Sunday, February 17, 2008

I am because YOU are.

Hello all. Since the last post, much has happened here although time seems to have slowed down. Right now we are staying on the Africa Inland Church (AIC) Compound in the guest house of Bob and Esther Jeffers, a missionary couple who have served in Tanzania for 30 years and are full of interesting stories about life in the wild. Apparently Tanzania has modernized quite a bit even in the last ten years, and at its worst (the late 80s/early 90s) the socialist government of Tanzania had even shut off its borders to trade and it was impossible to buy anything (except locally grown fruits and vegetables) in the stores. Bob and Esther have been incredibly hospitable and have opened their home to us and have shared many of their stories and insights into what we can expect when we get to Kahunda and begin our work.

Now life in Mwanza is interesting. Like Dar there are frequent power outages, but unlike Dar there are also frequent water outages. In fact, in our first six days here we’ve had running water twice, both of which times we managed to nab a cold shower. But when it is about 30 degrees plus every day, two showers in a week is not enough. To drink water here is also an event. First the water has to be boiled for 20 minutes, then run through a triple layered filter system, than shocked with a sterilizing fluid. Because this process takes such a large part of everyone’s day, no one was impressed with me on the first day that the water stopped working when I used a full cooler of the drinking water to flush the toilet. In my defence, they may have been even less impressed if I had not, but live and learn.

The guest house here is nice. We have our own room with a little kitchenette and dining room, shower and bathroom. Small but “gezelic” (spelling?). There are a few downsides to this place though. First, the neighbour’s cows, which seem to be in perpetual labour, are about 20 yards from our window and let out blood curdling moos every 20 minutes. Then there are Bob’s demon-possessed dogs which are right outside our window. Now these would not be so bad if it were not for a homeless man and his Dog who decided to put together a makeshift home of plastic bags and logs right outside our window on the other side of the wall around Bob and Esther’s property. As I type this, these dogs are already going at it. On top of all of this, there is the Muslim call to prayer over the mosque loudspeakers that reverberate off the rocky hillsides and lake water with stunning clarity. The noise is an unbearable cross of Bollywood and Machiavelli.

Ok, but enough whining. Things are looking up. Mwanza, as I said earlier, has a much more provincial feel than Dar Es Salaam and Vanessa and I have felt much more secure in traveling outside of the gated communities of CRWRC and into the city. We walk each morning for our Swahili lessons – a good 20 minute walk into town – with incredible views of Lake Victoria and its many islands and Granite hillsides. (Not to mention the plethora of Birds to see on the way – see pictures.) Despite this being the rainy season, we’ve only had a few brief showers and mostly sun for which we are thankful – especially because the rains can really make the roads quite bad, and in some places inaccessible.

Learning Swahili is fun because there is only Vanessa to laugh at me brutalize words like Nne...pronounced “NN – Nay” (means ‘four’). Our teacher is Mr. Gaudence. Actually it may just be Gaudence, but we’re both still unsure if that’s his real name. It, apparently, means happy, which is fitting for this guy because he laughs a lot, and usually for no apparent reason. We both laugh with him with that “I-have-no-idea-what-is-so-funny” look in our eyes, which just gets him to laugh harder, with his nostrils flared and this almost nervous look in his eyes. I hope to get to the bottom of this soon.

- [REQUIRED TASK]
According to the blog post, why was no one impressed when the writer used a full cooler of drinking water to flush the toilet? Answer in one to three sentences. The data that comes next has no connection to the blog post.

- [LISTED ENTRIES]
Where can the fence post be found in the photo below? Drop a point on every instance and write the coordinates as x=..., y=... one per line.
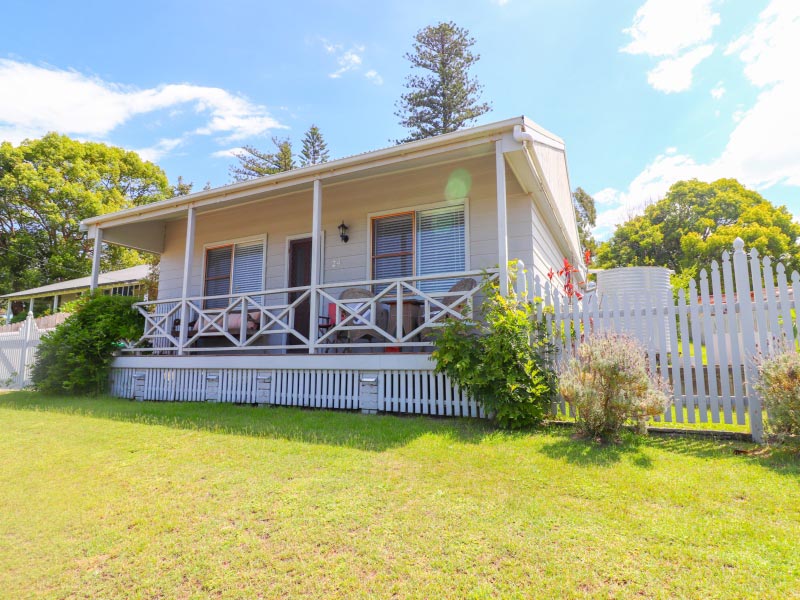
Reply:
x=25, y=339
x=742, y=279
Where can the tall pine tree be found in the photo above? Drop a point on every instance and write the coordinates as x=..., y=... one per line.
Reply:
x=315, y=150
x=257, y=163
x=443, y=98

* * *

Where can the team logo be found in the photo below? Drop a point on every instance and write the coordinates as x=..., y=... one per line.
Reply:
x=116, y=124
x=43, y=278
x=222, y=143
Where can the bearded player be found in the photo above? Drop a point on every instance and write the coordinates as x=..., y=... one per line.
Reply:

--

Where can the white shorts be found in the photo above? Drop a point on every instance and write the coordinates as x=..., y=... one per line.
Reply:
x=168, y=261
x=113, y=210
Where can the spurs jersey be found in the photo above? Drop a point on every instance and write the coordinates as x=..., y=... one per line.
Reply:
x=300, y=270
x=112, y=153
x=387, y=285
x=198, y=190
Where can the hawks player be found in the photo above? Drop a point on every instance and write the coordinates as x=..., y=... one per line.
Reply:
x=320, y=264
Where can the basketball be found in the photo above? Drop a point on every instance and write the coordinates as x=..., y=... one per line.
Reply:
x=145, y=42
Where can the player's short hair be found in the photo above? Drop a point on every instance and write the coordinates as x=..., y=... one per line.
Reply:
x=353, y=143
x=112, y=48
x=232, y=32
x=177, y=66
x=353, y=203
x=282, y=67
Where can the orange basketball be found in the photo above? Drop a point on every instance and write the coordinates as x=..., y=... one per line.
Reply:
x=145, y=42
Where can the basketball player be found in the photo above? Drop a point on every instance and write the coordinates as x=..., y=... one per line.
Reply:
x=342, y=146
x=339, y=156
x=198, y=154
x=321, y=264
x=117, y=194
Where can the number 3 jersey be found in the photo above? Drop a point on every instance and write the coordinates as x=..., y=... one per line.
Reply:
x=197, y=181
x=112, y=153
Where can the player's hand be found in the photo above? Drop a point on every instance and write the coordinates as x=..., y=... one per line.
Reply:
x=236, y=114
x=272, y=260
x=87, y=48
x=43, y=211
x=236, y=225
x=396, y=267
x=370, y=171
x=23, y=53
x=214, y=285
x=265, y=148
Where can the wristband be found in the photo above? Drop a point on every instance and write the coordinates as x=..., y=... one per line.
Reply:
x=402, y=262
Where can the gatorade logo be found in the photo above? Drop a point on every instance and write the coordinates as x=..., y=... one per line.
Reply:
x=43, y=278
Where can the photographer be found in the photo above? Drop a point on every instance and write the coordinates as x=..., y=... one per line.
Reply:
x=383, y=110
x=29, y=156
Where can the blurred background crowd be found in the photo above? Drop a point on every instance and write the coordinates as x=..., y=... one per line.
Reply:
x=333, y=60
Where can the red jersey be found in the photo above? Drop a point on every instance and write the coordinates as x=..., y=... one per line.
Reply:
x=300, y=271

- [REPLY]
Drinking water there has to be boiled for 20 minutes, run through a triple-layered filter system, and then shocked with a sterilizing fluid. Because that process takes such a large part of everyone's day, using a full cooler of it to flush the toilet did not impress anyone.